Macromyzon held a very curious niche within the shallow lagoons of Silurian Waukesha, as instead of being a blood feeding parasite of early gnathostomes like what was once believed, this basal leech was most likely a carnivorous predator within its environment. Considering its size, it's likely that this annelid held a niche as a dominant predator within its environment, due to the relatively small size of the majority of the contemporary fauna. Its appearance in shallow marine areas, while not unique among hirudineans, indicates that this leech was acclimated to living in fully saltwater areas, and that the appearance of leeches in freshwater and terrestrial areas was a more derived radiation later on in the group's evolution.

During the lower Silurian, the area that would become the Waukesha Biota was a shallow peritidal environment. The preservational area of the region was most likely anoxic, and in combination with oceanic currents, helped to preserve the organisms from the ecosystem. The conditions of the sediments were similar to a Winogradsky column, as the various levels of bacteria within the sediments helped entomb and preserve the fossils free of the risk of scavenging. Some notable contemporary organisms include various arthropods (phyllocarids, thylacocephalans, etc.) palaeoscolecids, lobopodians, other annelids, poriferans, conodonts, and various other groups, including corals, echinoderms, brachiopods, cephalopods, and other mollusks.

# ENTRIES SUPPLIED
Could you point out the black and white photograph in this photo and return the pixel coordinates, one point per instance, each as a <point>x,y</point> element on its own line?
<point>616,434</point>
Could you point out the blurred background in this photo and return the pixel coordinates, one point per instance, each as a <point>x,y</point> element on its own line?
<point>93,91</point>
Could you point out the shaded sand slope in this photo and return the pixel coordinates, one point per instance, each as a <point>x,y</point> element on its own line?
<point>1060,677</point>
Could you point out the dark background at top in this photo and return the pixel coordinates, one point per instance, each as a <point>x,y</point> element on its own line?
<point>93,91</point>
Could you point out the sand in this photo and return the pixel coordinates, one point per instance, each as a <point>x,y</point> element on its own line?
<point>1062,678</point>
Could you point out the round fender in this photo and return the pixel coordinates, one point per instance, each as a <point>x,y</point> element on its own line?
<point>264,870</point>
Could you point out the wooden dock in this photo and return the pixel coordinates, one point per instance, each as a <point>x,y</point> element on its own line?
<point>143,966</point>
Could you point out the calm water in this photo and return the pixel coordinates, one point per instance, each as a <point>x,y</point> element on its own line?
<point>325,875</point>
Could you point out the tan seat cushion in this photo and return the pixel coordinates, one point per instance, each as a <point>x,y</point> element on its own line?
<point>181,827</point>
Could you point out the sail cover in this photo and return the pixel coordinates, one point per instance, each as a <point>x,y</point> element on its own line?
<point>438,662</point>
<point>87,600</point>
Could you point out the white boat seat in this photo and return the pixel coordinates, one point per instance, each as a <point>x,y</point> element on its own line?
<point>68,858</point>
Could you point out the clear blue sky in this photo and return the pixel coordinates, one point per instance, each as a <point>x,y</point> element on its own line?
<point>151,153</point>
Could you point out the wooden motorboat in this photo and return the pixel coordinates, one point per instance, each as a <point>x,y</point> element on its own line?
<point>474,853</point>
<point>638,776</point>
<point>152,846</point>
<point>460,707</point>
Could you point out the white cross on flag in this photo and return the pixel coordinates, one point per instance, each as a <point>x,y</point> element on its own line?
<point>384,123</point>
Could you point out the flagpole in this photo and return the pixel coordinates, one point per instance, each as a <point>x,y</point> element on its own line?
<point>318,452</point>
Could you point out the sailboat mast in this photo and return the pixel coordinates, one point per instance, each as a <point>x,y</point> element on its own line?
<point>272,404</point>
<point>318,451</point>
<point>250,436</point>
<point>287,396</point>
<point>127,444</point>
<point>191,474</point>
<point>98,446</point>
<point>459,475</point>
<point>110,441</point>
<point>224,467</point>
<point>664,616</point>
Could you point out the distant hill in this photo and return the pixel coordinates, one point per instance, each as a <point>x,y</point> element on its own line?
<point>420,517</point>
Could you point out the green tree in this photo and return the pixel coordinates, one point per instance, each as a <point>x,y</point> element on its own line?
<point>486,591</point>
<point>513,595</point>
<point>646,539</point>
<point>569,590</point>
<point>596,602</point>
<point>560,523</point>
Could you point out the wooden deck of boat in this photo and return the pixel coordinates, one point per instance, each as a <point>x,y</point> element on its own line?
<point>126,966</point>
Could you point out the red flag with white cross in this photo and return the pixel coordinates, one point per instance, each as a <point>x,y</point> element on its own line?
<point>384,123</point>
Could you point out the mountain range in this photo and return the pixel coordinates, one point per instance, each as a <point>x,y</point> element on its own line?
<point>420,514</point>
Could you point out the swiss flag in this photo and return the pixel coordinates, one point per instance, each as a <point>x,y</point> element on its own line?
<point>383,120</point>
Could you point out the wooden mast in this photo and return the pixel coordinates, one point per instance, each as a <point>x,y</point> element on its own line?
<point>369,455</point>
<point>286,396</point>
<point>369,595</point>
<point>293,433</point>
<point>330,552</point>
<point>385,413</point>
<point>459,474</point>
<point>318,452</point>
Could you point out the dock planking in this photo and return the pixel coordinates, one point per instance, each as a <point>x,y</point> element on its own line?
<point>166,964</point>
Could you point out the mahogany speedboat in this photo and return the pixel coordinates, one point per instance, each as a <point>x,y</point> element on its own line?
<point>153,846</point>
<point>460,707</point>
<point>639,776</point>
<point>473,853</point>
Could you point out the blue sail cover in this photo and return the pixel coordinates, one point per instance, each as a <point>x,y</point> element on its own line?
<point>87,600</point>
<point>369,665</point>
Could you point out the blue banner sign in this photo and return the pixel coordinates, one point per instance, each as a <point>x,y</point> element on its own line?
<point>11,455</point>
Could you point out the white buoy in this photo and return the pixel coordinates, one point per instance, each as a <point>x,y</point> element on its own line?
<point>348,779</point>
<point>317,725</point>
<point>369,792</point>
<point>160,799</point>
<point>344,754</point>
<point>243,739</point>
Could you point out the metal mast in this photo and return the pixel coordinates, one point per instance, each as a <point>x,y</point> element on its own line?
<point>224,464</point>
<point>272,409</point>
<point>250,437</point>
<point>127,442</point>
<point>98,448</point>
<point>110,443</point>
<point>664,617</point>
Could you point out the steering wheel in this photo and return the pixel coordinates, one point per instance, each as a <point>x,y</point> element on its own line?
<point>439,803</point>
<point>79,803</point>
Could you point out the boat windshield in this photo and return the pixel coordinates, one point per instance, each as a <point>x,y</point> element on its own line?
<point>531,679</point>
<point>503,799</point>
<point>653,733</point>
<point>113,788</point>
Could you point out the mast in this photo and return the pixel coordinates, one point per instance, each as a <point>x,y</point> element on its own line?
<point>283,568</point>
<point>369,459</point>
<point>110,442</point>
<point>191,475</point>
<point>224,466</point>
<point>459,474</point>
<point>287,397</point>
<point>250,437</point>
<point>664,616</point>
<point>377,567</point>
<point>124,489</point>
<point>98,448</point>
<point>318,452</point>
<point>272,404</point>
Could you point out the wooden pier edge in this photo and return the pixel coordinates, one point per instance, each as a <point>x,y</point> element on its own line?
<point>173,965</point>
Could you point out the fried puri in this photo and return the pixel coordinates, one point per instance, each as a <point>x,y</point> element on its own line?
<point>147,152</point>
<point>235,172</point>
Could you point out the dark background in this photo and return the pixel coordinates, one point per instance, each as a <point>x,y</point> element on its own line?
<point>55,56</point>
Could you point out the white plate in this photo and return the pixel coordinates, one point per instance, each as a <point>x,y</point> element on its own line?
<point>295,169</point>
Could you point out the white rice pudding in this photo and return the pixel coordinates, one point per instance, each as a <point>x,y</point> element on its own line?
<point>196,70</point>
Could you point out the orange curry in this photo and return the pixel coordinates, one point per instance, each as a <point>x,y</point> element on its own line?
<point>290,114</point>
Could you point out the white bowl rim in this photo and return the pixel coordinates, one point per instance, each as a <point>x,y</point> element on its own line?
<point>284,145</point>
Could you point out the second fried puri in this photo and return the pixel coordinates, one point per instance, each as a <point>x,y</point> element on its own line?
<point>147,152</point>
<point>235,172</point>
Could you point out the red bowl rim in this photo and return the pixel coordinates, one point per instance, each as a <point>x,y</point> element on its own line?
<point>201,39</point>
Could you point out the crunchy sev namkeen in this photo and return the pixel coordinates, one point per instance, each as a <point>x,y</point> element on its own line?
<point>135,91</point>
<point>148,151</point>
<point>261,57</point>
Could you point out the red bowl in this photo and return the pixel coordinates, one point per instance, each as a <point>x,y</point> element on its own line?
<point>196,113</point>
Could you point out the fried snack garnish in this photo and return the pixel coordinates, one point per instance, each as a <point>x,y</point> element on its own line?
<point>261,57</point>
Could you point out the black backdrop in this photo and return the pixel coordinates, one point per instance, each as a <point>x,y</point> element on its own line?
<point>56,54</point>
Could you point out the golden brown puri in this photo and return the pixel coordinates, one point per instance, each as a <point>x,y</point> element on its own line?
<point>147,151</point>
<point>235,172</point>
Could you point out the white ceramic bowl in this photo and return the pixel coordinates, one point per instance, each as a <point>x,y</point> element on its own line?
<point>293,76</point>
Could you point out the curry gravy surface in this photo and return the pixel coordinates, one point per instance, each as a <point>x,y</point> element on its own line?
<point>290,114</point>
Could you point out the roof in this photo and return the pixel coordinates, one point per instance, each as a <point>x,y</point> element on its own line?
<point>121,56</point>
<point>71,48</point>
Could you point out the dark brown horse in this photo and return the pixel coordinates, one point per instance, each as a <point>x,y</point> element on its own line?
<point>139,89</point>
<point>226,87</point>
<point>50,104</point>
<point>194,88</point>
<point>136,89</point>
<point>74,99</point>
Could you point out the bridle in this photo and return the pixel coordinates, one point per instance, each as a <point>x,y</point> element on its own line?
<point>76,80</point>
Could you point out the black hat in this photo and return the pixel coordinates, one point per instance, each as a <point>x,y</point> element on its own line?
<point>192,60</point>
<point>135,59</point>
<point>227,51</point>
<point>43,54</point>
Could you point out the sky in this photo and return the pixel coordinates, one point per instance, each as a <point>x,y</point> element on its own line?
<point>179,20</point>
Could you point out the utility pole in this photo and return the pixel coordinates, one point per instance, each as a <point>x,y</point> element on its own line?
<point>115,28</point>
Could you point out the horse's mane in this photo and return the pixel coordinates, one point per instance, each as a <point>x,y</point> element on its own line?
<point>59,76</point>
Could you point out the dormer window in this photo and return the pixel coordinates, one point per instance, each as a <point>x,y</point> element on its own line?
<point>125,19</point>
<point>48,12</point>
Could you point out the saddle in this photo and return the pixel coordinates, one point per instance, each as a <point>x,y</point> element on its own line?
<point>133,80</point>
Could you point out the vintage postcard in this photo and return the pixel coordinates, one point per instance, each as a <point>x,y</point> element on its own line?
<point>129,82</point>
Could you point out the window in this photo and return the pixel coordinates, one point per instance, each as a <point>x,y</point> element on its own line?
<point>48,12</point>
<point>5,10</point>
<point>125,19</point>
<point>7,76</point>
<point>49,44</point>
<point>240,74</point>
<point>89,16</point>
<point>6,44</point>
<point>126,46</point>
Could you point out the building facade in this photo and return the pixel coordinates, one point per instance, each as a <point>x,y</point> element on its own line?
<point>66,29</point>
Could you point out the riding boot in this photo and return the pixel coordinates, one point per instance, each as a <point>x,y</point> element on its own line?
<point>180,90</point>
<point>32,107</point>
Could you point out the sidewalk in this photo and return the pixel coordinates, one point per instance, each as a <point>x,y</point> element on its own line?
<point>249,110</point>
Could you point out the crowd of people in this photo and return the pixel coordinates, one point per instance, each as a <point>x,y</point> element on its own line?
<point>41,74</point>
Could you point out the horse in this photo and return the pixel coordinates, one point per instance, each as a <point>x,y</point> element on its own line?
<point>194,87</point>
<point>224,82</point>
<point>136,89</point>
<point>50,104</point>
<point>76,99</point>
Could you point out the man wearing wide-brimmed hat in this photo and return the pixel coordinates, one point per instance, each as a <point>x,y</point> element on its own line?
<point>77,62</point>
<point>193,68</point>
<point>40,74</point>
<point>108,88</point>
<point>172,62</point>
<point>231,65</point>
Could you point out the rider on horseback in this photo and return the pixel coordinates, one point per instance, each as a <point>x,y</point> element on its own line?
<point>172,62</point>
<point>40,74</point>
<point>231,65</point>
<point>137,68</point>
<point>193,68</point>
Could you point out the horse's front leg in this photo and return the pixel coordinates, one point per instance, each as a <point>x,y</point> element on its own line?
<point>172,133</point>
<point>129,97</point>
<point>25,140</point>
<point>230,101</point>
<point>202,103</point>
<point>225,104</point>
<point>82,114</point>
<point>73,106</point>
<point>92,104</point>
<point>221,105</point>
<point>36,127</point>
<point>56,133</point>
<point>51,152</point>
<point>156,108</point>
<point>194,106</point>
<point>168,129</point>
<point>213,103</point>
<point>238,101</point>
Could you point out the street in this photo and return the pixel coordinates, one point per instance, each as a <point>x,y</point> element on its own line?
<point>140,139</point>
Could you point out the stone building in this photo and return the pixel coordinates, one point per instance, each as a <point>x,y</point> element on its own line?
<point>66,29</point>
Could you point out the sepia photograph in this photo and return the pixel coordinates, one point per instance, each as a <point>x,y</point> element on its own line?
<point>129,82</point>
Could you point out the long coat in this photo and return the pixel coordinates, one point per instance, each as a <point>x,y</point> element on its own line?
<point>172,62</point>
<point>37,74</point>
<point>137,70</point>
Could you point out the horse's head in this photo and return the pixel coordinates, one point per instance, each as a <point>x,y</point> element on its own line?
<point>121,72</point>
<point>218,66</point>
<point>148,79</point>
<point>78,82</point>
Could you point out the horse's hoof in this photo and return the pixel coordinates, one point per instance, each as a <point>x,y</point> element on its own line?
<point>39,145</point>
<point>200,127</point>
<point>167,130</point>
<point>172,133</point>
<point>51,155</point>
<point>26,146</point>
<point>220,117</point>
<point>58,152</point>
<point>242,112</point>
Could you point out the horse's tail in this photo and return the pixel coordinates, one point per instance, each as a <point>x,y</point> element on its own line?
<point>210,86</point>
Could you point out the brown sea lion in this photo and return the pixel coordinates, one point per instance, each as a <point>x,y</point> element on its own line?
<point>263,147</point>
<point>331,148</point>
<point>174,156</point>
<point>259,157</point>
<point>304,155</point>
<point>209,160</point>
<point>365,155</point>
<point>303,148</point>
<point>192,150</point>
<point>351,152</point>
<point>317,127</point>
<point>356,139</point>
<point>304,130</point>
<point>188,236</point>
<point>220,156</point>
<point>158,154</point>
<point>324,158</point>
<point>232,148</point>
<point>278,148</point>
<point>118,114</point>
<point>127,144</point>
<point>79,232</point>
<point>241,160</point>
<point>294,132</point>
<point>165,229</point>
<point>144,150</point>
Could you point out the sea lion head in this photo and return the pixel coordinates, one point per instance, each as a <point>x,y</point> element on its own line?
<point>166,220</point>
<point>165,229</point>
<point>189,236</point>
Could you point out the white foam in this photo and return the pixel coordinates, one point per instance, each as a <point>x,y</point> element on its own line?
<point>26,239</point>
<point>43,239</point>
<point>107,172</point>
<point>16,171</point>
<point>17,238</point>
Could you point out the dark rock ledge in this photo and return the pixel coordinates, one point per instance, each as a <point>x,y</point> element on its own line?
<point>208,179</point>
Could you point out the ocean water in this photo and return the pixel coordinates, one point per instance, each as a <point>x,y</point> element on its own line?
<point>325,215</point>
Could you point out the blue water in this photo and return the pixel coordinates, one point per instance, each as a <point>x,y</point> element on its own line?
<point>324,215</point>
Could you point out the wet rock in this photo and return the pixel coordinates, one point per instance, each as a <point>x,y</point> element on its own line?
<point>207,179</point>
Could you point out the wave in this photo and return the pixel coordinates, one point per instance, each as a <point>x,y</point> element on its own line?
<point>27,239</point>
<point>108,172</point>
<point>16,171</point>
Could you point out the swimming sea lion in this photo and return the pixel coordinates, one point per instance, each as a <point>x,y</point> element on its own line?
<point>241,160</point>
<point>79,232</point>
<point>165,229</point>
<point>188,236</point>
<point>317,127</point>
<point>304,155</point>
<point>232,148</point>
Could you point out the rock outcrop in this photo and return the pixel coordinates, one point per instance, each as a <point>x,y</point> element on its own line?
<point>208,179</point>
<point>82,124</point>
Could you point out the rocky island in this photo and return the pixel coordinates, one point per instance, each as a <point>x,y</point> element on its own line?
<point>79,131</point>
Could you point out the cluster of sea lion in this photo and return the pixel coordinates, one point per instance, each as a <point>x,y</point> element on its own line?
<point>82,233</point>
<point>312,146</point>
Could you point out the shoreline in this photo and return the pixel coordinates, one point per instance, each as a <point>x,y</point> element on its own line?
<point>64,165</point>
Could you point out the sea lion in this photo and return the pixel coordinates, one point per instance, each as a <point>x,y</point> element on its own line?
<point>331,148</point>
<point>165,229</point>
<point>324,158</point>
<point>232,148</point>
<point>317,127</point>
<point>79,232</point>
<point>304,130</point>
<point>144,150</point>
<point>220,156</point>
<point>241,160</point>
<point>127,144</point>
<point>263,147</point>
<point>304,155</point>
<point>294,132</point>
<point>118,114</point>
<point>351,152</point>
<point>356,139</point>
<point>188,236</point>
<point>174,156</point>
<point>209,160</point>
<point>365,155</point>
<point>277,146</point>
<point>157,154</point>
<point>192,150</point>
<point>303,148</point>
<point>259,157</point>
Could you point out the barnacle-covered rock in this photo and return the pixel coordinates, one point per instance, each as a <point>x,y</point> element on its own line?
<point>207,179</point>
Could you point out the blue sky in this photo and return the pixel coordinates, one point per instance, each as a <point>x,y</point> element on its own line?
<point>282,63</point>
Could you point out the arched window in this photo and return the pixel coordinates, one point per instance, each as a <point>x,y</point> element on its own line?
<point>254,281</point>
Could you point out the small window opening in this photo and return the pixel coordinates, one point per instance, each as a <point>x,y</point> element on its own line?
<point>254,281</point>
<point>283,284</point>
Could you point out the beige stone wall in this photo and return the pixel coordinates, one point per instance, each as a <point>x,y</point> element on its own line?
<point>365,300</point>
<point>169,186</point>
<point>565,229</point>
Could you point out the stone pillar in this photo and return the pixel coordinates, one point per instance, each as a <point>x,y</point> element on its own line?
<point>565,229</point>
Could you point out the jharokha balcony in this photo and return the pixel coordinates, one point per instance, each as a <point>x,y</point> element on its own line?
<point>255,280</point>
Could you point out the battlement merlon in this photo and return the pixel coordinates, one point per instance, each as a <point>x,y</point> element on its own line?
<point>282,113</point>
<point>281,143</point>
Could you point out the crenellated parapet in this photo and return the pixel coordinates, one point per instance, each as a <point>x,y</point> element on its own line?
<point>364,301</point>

# PROBLEMS AND TASKS
**1)** Rewrite the Macromyzon passage from "Macromyzon held a" to "the group's evolution.", putting "segmented worm" in place of "annelid".
**2)** Based on the Macromyzon passage, say yes or no to each statement and quote the words that decide it. (a) Macromyzon is now thought to have fed on the blood of early gnathostomes. (b) The preservational area of the region was probably low in oxygen. (c) Conodonts are among the contemporary organisms named.

# ANSWERS
**1)**
Macromyzon held a very curious niche within the shallow lagoons of Silurian Waukesha, as instead of being a blood feeding parasite of early gnathostomes like what was once believed, this basal leech was most likely a carnivorous predator within its environment. Considering its size, it's likely that this segmented worm held a niche as a dominant predator within its environment, due to the relatively small size of the majority of the contemporary fauna. Its appearance in shallow marine areas, while not unique among hirudineans, indicates that this leech was acclimated to living in fully saltwater areas, and that the appearance of leeches in freshwater and terrestrial areas was a more derived radiation later on in the group's evolution.

**2)**
(a) No: "instead of being a blood feeding parasite of early gnathostomes like what was once believed, this basal leech was most likely a carnivorous predator"
(b) Yes: "The preservational area of the region was most likely anoxic"
(c) Yes: "lobopodians, other annelids, poriferans, conodonts"